WHAT YOU WILL DO
Rewrite the items below with every "Objective" swapped for "Goal", keeping all other text the same.

DATA EXTRACT
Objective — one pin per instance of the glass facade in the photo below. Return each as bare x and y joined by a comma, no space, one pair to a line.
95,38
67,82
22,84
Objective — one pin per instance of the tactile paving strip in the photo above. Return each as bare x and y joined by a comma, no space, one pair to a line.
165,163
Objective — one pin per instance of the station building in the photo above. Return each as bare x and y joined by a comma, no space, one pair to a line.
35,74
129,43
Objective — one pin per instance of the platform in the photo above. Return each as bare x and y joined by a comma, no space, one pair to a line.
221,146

FINISHED TASK
Goal — one pin per instance of the glass facade in the photo below. Return each as bare x and y joined by a comma, no space, one pair to a line.
95,38
67,82
22,84
Goal — one pin per instance of the tactile paving strip in the photo above. Return each as bare x and y joined by a comma, no space, one pair to a line.
165,163
Goal — one pin per instance of the station building in the photo above. Return each as bare x and y joined by a comma, no space, one pair to a line.
35,74
129,43
Goal — one pin per instance of the platform in the photo above. Return each as bare x and y joined by a comma, no space, one pair to a line.
221,146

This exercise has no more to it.